Repository for "Host origin is a determinant of parallel evolution between influenza virus gene segments" by Jones & Lakdawala (bioRxiv 2022). Includes raw data and source code for analysis of parallel evolution between gene segments of human and avian influenza viruses.
The code provided in this repository can be used to reconstruct and analyze convergence between phylogenetic trees of gene and protein sequences. Input FASTA files from H9 viruses are provided as examples. Source code for tree reconstruction and analysis is broadly generalizable to any set of alignments and is presented separately from sequence processing and selection.
This folder contains the raw data that were processed and analyzed in this study. This includes H9 virus FASTA files sourced from the Influenza Research Database. FASTA files are provided as raw unprocessed data in the 'Pre-processed FASTA Files' folder as well as fully aligned sequences ready for analysis in the 'Post-processing Alignments' folder. Human H3N2 virus FASTA files were sourced from an earlier study.

Dataset records:
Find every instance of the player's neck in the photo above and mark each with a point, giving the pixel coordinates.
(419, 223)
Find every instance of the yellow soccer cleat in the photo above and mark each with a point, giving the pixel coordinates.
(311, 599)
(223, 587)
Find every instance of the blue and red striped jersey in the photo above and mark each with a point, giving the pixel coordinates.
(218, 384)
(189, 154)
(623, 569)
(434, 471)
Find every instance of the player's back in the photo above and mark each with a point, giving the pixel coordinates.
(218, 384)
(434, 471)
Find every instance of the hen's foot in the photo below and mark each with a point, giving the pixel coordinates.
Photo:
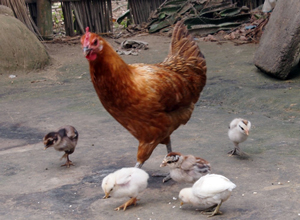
(68, 164)
(166, 178)
(233, 152)
(131, 201)
(209, 209)
(215, 212)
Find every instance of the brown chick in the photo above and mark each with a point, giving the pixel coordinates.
(149, 100)
(65, 139)
(185, 169)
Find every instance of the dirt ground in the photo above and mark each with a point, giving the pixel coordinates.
(34, 186)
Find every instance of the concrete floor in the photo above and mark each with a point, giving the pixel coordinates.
(34, 186)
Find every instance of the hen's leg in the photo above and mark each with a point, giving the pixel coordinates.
(131, 201)
(138, 165)
(169, 147)
(167, 142)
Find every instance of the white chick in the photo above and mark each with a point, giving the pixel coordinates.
(125, 182)
(185, 169)
(210, 190)
(238, 132)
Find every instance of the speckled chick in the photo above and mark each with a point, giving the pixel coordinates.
(185, 169)
(238, 132)
(64, 139)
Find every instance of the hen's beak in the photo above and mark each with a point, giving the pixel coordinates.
(86, 51)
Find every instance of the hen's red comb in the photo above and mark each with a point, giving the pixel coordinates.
(87, 37)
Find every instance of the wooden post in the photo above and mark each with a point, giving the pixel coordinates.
(44, 19)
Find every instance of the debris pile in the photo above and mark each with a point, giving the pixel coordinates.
(212, 20)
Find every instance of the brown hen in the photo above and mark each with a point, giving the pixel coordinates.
(149, 100)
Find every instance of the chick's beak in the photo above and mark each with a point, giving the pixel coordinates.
(106, 195)
(163, 164)
(86, 50)
(247, 132)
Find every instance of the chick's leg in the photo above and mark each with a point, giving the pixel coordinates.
(235, 151)
(131, 201)
(68, 163)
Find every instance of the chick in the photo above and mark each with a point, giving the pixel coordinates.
(187, 169)
(238, 132)
(65, 139)
(210, 190)
(125, 182)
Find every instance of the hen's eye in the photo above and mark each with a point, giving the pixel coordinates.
(95, 42)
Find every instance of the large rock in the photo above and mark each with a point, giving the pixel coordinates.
(20, 49)
(279, 48)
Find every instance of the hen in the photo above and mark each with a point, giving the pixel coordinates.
(187, 169)
(65, 139)
(238, 132)
(210, 190)
(125, 182)
(149, 100)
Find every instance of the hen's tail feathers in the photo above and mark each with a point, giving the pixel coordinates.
(182, 43)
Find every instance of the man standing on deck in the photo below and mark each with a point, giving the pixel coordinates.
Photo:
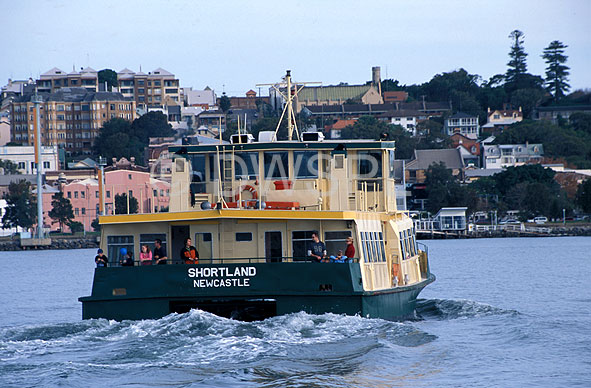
(159, 252)
(317, 249)
(189, 253)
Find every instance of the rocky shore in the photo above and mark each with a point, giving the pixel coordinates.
(56, 243)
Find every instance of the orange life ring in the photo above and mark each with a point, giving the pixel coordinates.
(248, 188)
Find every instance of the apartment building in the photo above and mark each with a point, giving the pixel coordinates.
(70, 117)
(156, 89)
(54, 79)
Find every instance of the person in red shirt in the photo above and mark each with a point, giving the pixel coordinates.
(350, 250)
(189, 253)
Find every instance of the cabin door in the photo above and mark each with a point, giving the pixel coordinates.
(178, 234)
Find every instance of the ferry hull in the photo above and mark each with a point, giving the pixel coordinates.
(243, 291)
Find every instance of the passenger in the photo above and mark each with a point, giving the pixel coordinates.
(159, 252)
(350, 250)
(189, 253)
(317, 249)
(126, 260)
(146, 255)
(101, 260)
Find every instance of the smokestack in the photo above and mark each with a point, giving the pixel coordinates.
(376, 78)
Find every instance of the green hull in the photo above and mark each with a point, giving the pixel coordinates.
(243, 291)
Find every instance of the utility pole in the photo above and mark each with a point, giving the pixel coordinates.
(39, 162)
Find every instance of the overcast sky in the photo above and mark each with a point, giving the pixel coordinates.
(234, 45)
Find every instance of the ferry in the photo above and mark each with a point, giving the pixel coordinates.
(250, 209)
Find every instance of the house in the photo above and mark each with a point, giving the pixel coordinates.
(499, 119)
(510, 155)
(464, 124)
(407, 119)
(399, 96)
(423, 159)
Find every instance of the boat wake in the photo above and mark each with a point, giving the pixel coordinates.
(447, 309)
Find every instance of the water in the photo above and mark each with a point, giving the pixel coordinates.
(502, 313)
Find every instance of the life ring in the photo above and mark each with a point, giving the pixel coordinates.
(248, 188)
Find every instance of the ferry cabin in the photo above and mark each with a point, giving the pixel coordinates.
(261, 202)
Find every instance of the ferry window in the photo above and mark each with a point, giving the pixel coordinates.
(299, 243)
(336, 241)
(276, 164)
(305, 164)
(149, 238)
(114, 245)
(370, 164)
(246, 165)
(243, 236)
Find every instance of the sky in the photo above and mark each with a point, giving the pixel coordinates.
(233, 45)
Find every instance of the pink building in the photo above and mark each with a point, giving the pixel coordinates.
(152, 195)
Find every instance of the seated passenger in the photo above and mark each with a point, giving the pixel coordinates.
(126, 260)
(101, 260)
(189, 253)
(146, 255)
(159, 252)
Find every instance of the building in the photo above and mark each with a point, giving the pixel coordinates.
(55, 79)
(156, 89)
(392, 97)
(417, 167)
(552, 113)
(464, 124)
(24, 158)
(511, 155)
(499, 119)
(70, 117)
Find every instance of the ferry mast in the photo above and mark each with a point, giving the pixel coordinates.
(291, 91)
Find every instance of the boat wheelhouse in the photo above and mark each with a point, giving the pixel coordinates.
(250, 210)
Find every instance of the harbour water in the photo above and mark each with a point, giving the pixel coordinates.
(502, 313)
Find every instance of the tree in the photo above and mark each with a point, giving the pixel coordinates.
(61, 211)
(225, 103)
(121, 204)
(21, 207)
(9, 167)
(109, 76)
(517, 65)
(556, 71)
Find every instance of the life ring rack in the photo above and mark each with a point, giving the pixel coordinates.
(248, 188)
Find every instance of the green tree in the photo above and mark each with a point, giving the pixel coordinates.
(517, 66)
(121, 204)
(9, 167)
(61, 211)
(556, 70)
(21, 207)
(109, 76)
(225, 103)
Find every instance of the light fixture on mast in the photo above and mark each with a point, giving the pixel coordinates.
(291, 92)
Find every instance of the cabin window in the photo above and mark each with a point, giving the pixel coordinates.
(370, 164)
(305, 164)
(246, 165)
(336, 241)
(114, 245)
(149, 239)
(299, 244)
(276, 164)
(243, 236)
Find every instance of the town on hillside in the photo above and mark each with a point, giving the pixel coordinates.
(512, 151)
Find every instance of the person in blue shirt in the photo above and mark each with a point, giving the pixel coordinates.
(317, 249)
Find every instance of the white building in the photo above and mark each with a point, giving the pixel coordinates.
(510, 155)
(464, 124)
(24, 158)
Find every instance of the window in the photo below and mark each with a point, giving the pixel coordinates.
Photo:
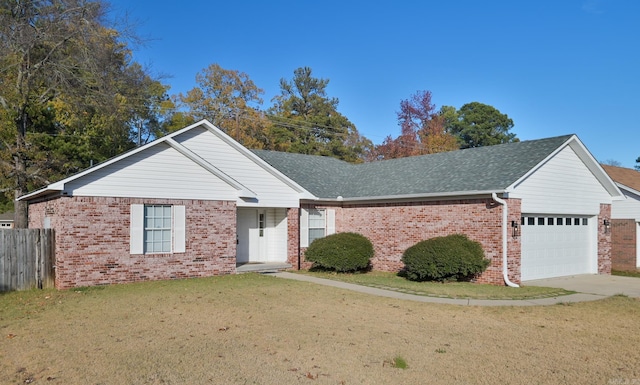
(317, 224)
(157, 229)
(261, 224)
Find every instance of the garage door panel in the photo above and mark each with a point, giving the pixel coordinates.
(554, 246)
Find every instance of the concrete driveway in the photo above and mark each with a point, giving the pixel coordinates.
(605, 285)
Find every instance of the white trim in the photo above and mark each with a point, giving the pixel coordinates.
(413, 197)
(136, 229)
(257, 160)
(638, 245)
(60, 185)
(589, 161)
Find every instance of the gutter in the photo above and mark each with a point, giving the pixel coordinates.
(505, 211)
(408, 197)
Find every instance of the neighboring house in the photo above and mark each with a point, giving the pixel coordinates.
(196, 203)
(625, 219)
(6, 220)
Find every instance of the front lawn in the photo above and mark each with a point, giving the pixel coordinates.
(392, 281)
(256, 329)
(635, 274)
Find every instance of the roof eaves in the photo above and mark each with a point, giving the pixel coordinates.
(626, 188)
(537, 166)
(243, 191)
(59, 185)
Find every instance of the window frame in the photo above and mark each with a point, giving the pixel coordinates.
(320, 224)
(137, 244)
(152, 228)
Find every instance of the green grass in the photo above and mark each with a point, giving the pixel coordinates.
(635, 274)
(391, 281)
(30, 304)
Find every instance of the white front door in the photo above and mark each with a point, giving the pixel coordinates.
(638, 245)
(248, 233)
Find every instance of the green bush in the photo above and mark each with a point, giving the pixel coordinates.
(340, 252)
(454, 257)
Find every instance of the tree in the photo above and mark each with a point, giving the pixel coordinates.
(67, 87)
(305, 120)
(230, 100)
(477, 124)
(422, 130)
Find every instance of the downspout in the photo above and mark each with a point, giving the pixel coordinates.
(505, 212)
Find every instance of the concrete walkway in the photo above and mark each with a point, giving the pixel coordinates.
(606, 285)
(586, 291)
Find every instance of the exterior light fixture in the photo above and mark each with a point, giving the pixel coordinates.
(515, 229)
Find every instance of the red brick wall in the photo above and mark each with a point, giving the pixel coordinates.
(623, 244)
(393, 227)
(604, 241)
(92, 241)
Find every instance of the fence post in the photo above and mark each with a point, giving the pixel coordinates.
(27, 258)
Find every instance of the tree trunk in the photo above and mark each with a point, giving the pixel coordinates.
(21, 214)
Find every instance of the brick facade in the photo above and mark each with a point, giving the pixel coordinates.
(92, 241)
(623, 244)
(393, 227)
(604, 241)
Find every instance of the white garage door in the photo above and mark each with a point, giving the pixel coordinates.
(556, 246)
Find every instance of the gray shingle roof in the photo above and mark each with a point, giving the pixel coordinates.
(491, 168)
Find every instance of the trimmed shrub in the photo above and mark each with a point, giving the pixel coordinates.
(454, 257)
(340, 252)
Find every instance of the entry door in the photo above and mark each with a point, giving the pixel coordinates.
(557, 245)
(251, 235)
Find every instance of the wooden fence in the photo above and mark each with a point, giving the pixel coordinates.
(27, 259)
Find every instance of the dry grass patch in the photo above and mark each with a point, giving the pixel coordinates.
(252, 329)
(392, 281)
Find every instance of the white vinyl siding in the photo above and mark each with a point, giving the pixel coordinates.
(563, 185)
(157, 172)
(271, 191)
(629, 208)
(157, 229)
(316, 223)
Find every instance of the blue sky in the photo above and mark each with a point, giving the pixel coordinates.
(554, 66)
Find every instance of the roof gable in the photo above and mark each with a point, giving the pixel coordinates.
(87, 182)
(624, 176)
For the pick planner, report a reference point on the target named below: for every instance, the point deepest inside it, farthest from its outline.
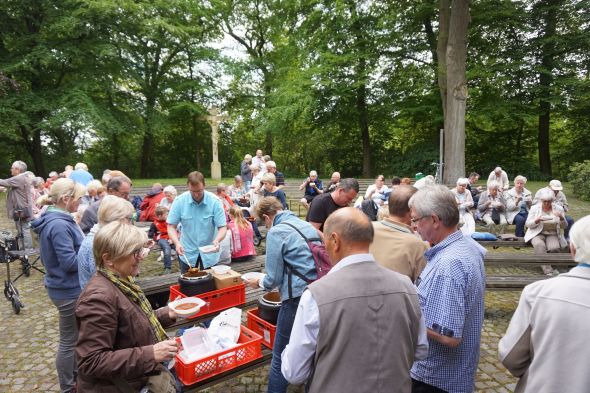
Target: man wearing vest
(360, 327)
(394, 245)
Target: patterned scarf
(136, 295)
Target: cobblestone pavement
(28, 341)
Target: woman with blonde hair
(112, 208)
(59, 241)
(122, 343)
(242, 236)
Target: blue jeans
(276, 382)
(65, 361)
(519, 221)
(167, 250)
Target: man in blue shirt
(203, 224)
(451, 291)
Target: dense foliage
(579, 177)
(347, 85)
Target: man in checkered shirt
(451, 291)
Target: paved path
(28, 341)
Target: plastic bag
(224, 330)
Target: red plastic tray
(218, 300)
(247, 350)
(258, 325)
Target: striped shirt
(451, 291)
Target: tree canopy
(361, 86)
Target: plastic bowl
(179, 309)
(220, 269)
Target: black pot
(269, 306)
(195, 285)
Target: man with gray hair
(499, 175)
(328, 203)
(545, 345)
(245, 171)
(360, 326)
(395, 245)
(451, 290)
(19, 202)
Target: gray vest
(369, 322)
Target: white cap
(555, 185)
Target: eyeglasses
(415, 220)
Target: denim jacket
(284, 244)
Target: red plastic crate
(258, 325)
(247, 350)
(218, 300)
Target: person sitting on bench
(313, 187)
(544, 224)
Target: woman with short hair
(464, 203)
(544, 224)
(122, 342)
(111, 209)
(169, 196)
(284, 246)
(59, 241)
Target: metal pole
(440, 153)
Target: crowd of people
(401, 308)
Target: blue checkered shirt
(451, 291)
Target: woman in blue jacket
(59, 241)
(284, 245)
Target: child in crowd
(242, 236)
(159, 233)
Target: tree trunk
(197, 146)
(545, 81)
(456, 56)
(115, 152)
(268, 140)
(441, 50)
(146, 148)
(361, 106)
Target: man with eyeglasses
(451, 291)
(326, 204)
(119, 186)
(203, 224)
(19, 202)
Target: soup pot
(269, 306)
(195, 282)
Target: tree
(454, 16)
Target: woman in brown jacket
(121, 340)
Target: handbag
(495, 216)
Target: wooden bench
(512, 283)
(159, 286)
(520, 243)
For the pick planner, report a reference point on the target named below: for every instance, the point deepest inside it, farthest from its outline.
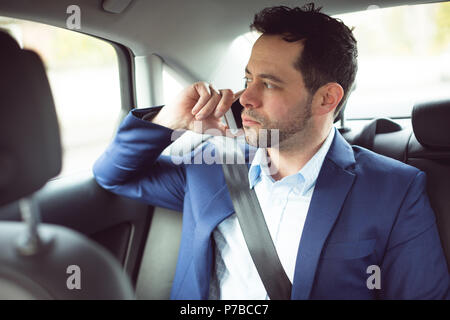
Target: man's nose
(250, 98)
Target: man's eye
(246, 81)
(269, 86)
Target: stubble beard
(284, 135)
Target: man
(336, 213)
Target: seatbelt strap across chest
(256, 233)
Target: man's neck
(290, 160)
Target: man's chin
(261, 138)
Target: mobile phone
(233, 117)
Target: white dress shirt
(284, 204)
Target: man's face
(276, 97)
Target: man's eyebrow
(266, 76)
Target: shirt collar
(308, 174)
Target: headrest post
(30, 242)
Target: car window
(84, 77)
(404, 57)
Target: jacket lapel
(333, 184)
(219, 208)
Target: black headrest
(431, 124)
(30, 149)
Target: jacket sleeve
(132, 165)
(414, 265)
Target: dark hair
(329, 53)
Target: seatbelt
(256, 232)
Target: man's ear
(327, 98)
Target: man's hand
(198, 102)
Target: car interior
(128, 248)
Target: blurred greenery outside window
(84, 77)
(403, 58)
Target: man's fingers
(225, 102)
(204, 93)
(237, 95)
(209, 107)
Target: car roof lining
(199, 31)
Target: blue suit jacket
(366, 210)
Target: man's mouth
(246, 121)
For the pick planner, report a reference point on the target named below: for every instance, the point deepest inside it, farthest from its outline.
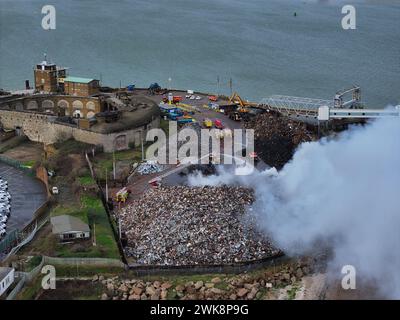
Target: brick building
(49, 77)
(82, 87)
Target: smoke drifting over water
(344, 193)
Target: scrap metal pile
(277, 137)
(188, 226)
(149, 167)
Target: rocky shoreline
(265, 284)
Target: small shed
(69, 228)
(6, 279)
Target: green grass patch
(29, 164)
(91, 211)
(31, 290)
(33, 263)
(74, 210)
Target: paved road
(27, 194)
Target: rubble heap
(182, 225)
(277, 137)
(149, 167)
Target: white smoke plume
(344, 193)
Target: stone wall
(43, 128)
(60, 105)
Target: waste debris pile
(182, 225)
(277, 137)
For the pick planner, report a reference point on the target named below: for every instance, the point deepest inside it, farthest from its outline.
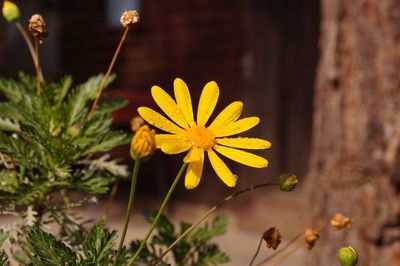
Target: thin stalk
(257, 251)
(279, 251)
(129, 208)
(160, 211)
(31, 50)
(38, 68)
(201, 219)
(110, 67)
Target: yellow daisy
(186, 134)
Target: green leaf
(98, 244)
(48, 250)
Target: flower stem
(34, 55)
(201, 219)
(257, 251)
(160, 211)
(129, 208)
(110, 67)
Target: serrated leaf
(48, 251)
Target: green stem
(129, 208)
(201, 219)
(160, 211)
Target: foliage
(194, 250)
(49, 146)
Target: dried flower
(348, 256)
(37, 26)
(136, 123)
(310, 237)
(143, 144)
(288, 182)
(195, 137)
(10, 11)
(272, 237)
(128, 18)
(339, 221)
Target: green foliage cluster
(194, 250)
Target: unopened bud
(37, 26)
(10, 11)
(310, 237)
(143, 144)
(272, 237)
(339, 221)
(348, 256)
(128, 18)
(288, 182)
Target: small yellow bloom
(143, 144)
(10, 11)
(186, 134)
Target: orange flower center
(200, 137)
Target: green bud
(287, 182)
(348, 256)
(10, 11)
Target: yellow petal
(236, 127)
(229, 115)
(182, 96)
(194, 171)
(208, 100)
(159, 121)
(193, 155)
(168, 105)
(166, 138)
(221, 169)
(242, 157)
(245, 143)
(175, 147)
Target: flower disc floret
(185, 134)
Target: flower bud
(143, 144)
(37, 26)
(339, 221)
(288, 182)
(348, 256)
(10, 11)
(128, 18)
(310, 237)
(272, 237)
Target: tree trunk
(355, 160)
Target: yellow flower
(186, 134)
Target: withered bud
(339, 221)
(128, 18)
(310, 237)
(37, 26)
(136, 123)
(272, 237)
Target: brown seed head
(339, 221)
(310, 237)
(128, 18)
(37, 26)
(272, 237)
(136, 123)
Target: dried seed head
(310, 237)
(37, 26)
(10, 11)
(272, 237)
(136, 123)
(143, 144)
(128, 18)
(339, 221)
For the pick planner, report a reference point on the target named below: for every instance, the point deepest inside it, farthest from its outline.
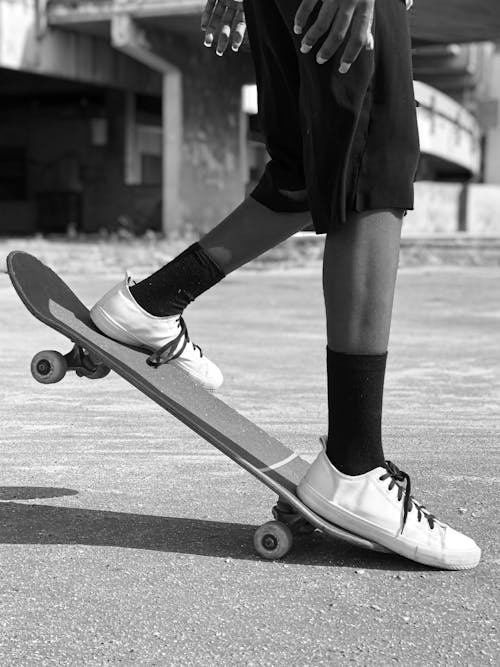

Work request: Reproduce word for word the part of the influenza repository description that begins at "The code provided" and ends after "processing and selection.".

Task output:
The code provided in this repository can be used to reconstruct and analyze convergence between phylogenetic trees of gene and protein sequences. Input FASTA files from H9 viruses are provided as examples. Source code for tree reconstruction and analysis is broadly generalizable to any set of alignments and is presented separately from sequence processing and selection.